(Collected data entries)
▼
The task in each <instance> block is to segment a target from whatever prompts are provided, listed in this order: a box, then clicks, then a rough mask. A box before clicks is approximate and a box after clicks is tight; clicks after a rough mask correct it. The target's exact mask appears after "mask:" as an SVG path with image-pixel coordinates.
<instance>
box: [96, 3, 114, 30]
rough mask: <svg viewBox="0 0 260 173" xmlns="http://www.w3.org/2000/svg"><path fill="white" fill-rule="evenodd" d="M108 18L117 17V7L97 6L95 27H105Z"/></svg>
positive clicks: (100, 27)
▲
Problem
Start at the line with "box: [96, 3, 114, 30]" and stop at the end of the records. Write those lines out exactly and add nothing.

Answer to this exercise
box: [96, 3, 114, 30]
rough mask: <svg viewBox="0 0 260 173" xmlns="http://www.w3.org/2000/svg"><path fill="white" fill-rule="evenodd" d="M108 18L117 17V7L97 6L95 27H105Z"/></svg>
positive clicks: (100, 27)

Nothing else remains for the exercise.